> [EXERCISE GOAL] Please print the passage on sin and Lent below in full, word for word.

> [PROVIDED PASSAGE]

Cardinal Dolan’s column in Catholic New York’s last issue laid it out quite plainly. The topic, sin and how to handle it, was an uncomfortable one to be sure.
The cardinal listened on Ash Wednesday when a woman approached him at St. Patrick’s Cathedral and said, “This world is messed up. The people with whom I live and work are messed up. My family is dysfunctional. And I’m messed up!
Everything goes wrong!”
Many of us, if we’re being honest, have much in common with that woman. The cardinal’s response that day might have surprised her. “You’re right,” he said. “We’re all messed up. And we call that sin.”
Add to that the Covid-19 pandemic, which has isolated us from one another for the past year and left us largely to our own devices, where temptation can be common.
The pandemic has also made us unsure about basic decisions, like whether and how we can be with others, where and when we can travel, and how far we can safely extend ourselves without being vulnerable. Even formerly snap decisions like family birthday celebrations now frequently give us a long pause.
Yes, as the cardinal said, Lent is the right time to deal with our sins. We have these 40 days, now more than half past, to repent of our sins and journey on a new path.
Whether you are living alone or in a home with others, you can use the remaining time to go “from a mess to mercy,” as Cardinal Dolan said.

> [MATERIAL PROVIDED]
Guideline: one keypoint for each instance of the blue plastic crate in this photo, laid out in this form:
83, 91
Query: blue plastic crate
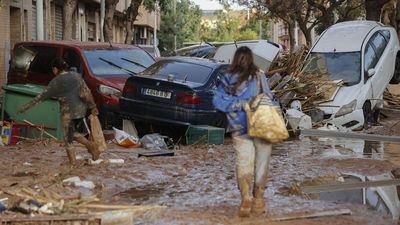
205, 134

> [RESPONSE]
Cardinal Dolan’s column in Catholic New York’s last issue laid it out quite plainly. The topic, sin and how to handle it, was an uncomfortable one to be sure.
The cardinal listened on Ash Wednesday when a woman approached him at St. Patrick’s Cathedral and said, “This world is messed up. The people with whom I live and work are messed up. My family is dysfunctional. And I’m messed up!
Everything goes wrong!”
Many of us, if we’re being honest, have much in common with that woman. The cardinal’s response that day might have surprised her. “You’re right,” he said. “We’re all messed up. And we call that sin.”
Add to that the Covid-19 pandemic, which has isolated us from one another for the past year and left us largely to our own devices, where temptation can be common.
The pandemic has also made us unsure about basic decisions, like whether and how we can be with others, where and when we can travel, and how far we can safely extend ourselves without being vulnerable. Even formerly snap decisions like family birthday celebrations now frequently give us a long pause.
Yes, as the cardinal said, Lent is the right time to deal with our sins. We have these 40 days, now more than half past, to repent of our sins and journey on a new path.
Whether you are living alone or in a home with others, you can use the remaining time to go “from a mess to mercy,” as Cardinal Dolan said.